Aim of the exercise.
Set the entries down again exactly; none may be skipped.

Content starts

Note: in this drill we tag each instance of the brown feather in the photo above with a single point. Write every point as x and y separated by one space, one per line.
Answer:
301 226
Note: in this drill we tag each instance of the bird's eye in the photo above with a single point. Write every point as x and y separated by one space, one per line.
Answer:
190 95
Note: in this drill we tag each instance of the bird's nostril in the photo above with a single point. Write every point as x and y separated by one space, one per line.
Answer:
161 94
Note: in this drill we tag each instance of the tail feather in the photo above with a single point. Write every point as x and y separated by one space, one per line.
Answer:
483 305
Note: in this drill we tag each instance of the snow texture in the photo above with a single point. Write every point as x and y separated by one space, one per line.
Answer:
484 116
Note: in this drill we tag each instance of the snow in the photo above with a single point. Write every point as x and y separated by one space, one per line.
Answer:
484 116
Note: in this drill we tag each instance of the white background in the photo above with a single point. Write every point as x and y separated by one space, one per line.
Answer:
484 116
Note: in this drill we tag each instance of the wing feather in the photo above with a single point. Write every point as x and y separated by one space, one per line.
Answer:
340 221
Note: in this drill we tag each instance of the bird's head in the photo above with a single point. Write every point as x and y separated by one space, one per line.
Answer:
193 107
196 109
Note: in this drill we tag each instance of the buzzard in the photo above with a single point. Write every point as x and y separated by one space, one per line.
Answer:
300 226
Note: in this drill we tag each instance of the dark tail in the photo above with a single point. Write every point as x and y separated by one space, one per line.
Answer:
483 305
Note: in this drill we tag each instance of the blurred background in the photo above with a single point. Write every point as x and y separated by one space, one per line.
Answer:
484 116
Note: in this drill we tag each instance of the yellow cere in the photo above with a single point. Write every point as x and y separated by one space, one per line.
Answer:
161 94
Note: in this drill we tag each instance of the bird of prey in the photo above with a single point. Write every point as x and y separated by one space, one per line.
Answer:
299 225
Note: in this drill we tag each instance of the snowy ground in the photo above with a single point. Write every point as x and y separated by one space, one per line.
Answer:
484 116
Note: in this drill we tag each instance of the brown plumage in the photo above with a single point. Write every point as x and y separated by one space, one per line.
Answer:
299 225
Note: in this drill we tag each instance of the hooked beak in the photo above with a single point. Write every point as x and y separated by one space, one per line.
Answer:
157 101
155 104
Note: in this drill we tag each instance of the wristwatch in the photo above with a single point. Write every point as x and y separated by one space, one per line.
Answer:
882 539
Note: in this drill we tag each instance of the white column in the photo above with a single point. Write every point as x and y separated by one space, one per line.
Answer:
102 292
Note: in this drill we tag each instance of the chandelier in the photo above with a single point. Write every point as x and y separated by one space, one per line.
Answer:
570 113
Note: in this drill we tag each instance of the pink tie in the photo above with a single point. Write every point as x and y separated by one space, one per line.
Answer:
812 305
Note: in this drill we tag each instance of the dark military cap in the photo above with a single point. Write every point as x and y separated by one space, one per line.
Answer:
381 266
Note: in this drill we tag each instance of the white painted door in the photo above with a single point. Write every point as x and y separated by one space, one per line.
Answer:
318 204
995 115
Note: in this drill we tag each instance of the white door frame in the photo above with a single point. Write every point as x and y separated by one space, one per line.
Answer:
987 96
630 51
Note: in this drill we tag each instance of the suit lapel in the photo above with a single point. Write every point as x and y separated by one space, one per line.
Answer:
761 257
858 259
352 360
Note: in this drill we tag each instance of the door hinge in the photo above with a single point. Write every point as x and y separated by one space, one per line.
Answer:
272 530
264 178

Content ends

Solution for this problem.
Note: in this drill we tag each instance of the brown feather in the photo above with a single point. Write every point as x and y separated by one space, one per line.
Answer:
301 226
Note: in this drill we tag each instance of the bird's eye in the photo above with a single point. Write every point as x and y separated by one space, one per line.
Answer:
190 95
Note: in this drill we tag each instance of the bird's nostril in the photo above with a single point. Write every point as x and y separated by one space, one per line.
Answer:
161 94
Note: in this drill we tag each instance of the tail feather in the photo above with a single point. Write every point as x and y separated by one space, one per line.
Answer:
483 305
Note: in this drill we tag each instance of the snow texture in the photo above with a single point. Write every point as x and y separated by one space, one per line.
Answer:
484 116
Note: in this drill we tag each instance of the snow in the photo above with a single point. Write every point as x and y separated by one space, one per line.
Answer:
484 116
Note: in this drill we tag each instance of the white background in the photo above with a single point. Write every point as x and y separated by one space, one per line.
Answer:
484 116
Note: in this drill we tag each instance of the wing feather in the photo above with a single point. Write every point as x and y separated by one space, one per line.
Answer:
340 221
Note: in this drill we tag each instance of the bird's head in the photo above with a single point. Write every point as x and y separated by one space, one per line.
Answer:
193 107
196 109
Note: in this drill we tag each instance of the buzzard in the photo above with a single point. Write every point as x and y separated by one space, one per line.
Answer:
300 226
Note: in this drill we tag each instance of the dark tail in the photo above with a single point. Write every point as x and y separated by one space, one per line.
Answer:
483 305
Note: in this drill we tag each instance of the blurred background in the photo above with a single point. Write every point as x and y separated by one space, one per line.
Answer:
484 116
Note: in this drill we tag each instance of the yellow cere in the photo above with a single point. Write every point as x and y separated by one space, one per line.
Answer:
161 94
Note: in this drill we tag each instance of the bird of prey in the photo above with a single point. Write every point as x and y separated by one space, one per line.
Answer:
299 225
Note: in this drill we tag each instance of the snowy ground in the photo above with a single point. Write every point as x and y separated by one space, one per line.
Answer:
484 116
Note: in this drill we tag each instance of the brown plumage in the photo above with a single point. Write every point as x and y separated by one space, one per line.
Answer:
299 225
Note: in this drill we tag each instance of the hooked beak in the photo above with a single point. Write every point as x and y separated by one space, one per line.
Answer:
157 101
155 104
Note: in this drill we tag each instance of the wristwatch in the photo above with a single point. Write every point as x and y separated by one space, one per line.
Answer:
882 539
Note: in this drill we tag each instance of the white column in the photo above with a single point. Write every point as x and y separated by one space, one per line.
Answer:
102 292
Note: in this drill we tag each instance of the chandelier in the photo above with a single point. Write every point as x and y separated by one space, one per line.
Answer:
570 113
Note: in this drill we tag each instance of the pink tie in the photo above with a single point. Write every point as x and y separated by one space, one per line.
Answer:
812 305
Note: in this drill we tag each instance of the dark military cap in the photo above with a single point. Write every point as x and y separated by one space, one per line.
Answer:
381 266
Note: in this drill we tag each instance of the white painted door in the photo above with a single point. Write every point as x and y separated by one space, one per line.
Answer:
318 204
995 115
Note: in this drill we tag each instance of the white door frame in the photo above with a single point. Write every point as x and y separated by one space, one per line.
Answer:
987 96
630 51
Note: in this drill we tag each instance of the suit lapel in the photo above with a single point. Write every point as x and y separated by one space, one per line.
Answer:
761 257
858 259
352 360
Note: in this drill we tag each instance of the door hinge in the photo above with a single point. Write every point as x and y separated by one space, one per line.
Answer:
272 530
264 178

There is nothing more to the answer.